How to manage continuous improvement in testing teams Using Community of Practice

QS-TAG Conference Report, Nuremberg

Alon Linetzki 6,325

I recently have spoken at the QS-TAG Conference 2016, in Nuremberg Germany, one of the most successful QA & testing conferences in Europe today.

One of the sessions in the conference, was held by Nadia Soledad, who presented a challenge that is very common for many companies and organizations. A lot of ‘problems’ are found, which are later on identified to be only symptoms, and which are hiding major root causes and underlying problems (under the iceberg). Nadia suggests we use the Communities of practice – an idea not so new (references from 2002 were presented) – to leverage knowledge sharing, debate, and transition of ideas and solutions with the larger group, across teams and distributed locations.

Substantial benefits, both to the individual and to the organization were shown, from improving CI, more ideas generating to resolve problems, to help with challenges, access to expertise, sense of belonging, and more.

The story that was shared, is on how Nadia and others implemented the CoP (Community of Practice) in a testing team, scattered and distributed. Beside an official role – CoP leader and vice leader (term committed = 2 years), there is a commitment by management, allowing the Community to meet for 2 hours a month, and another 2 hours if/when necessary per month (Btw, if a community involves 10 testers and more, that is a 40 hours commitment for management!)

Of course the guidelines are fuzzy, as many variations can be done for setting up and running such a community – small/big group, co-located/distributed, unrecognized/institutionalized, etc.

The topics and agenda for the community can be vast in scope, and does relate to the main challenges of the company and organization at that time, and the professionals who populate the community. For example, when you read the Spotify story, discussing Squads, and Tribes, there is also a discussion about Guilds. Such a Guild is the Community of Practice, which is also mentioned in other large scale agile approaches.

-.-.-

● **Exercises to complete**
A: In the conference report, how long is the committed term for the CoP leader and vice leader?
B: Echo the conference report word for word, beginning at the words "I recently have" and stopping after "and distributed locations.".

● **Dataset**

-.-.-

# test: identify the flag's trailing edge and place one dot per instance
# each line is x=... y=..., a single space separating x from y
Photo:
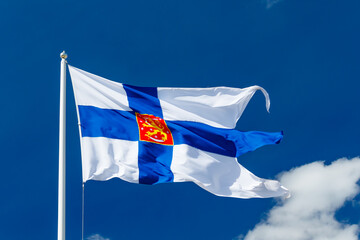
x=154 y=135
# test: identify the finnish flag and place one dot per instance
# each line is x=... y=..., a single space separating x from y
x=154 y=135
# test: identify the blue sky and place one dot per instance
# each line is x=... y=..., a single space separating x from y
x=304 y=53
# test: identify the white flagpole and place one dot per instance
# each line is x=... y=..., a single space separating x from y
x=62 y=149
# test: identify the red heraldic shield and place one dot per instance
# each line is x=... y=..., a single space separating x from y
x=153 y=129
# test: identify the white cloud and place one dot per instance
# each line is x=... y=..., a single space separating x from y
x=96 y=237
x=317 y=192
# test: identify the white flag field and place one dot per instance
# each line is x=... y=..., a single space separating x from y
x=152 y=135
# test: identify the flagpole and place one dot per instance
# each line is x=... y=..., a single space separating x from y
x=62 y=149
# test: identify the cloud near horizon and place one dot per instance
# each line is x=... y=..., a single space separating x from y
x=317 y=190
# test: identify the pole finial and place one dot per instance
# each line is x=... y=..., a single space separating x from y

-.-.-

● **Answers given**
A: Two years.

B:
I recently have spoken at the QS-TAG Conference 2016, in Nuremberg Germany, one of the most successful QA & testing conferences in Europe today.

One of the sessions in the conference, was held by Nadia Soledad, who presented a challenge that is very common for many companies and organizations. A lot of ‘problems’ are found, which are later on identified to be only symptoms, and which are hiding major root causes and underlying problems (under the iceberg). Nadia suggests we use the Communities of practice – an idea not so new (references from 2002 were presented) – to leverage knowledge sharing, debate, and transition of ideas and solutions with the larger group, across teams and distributed locations.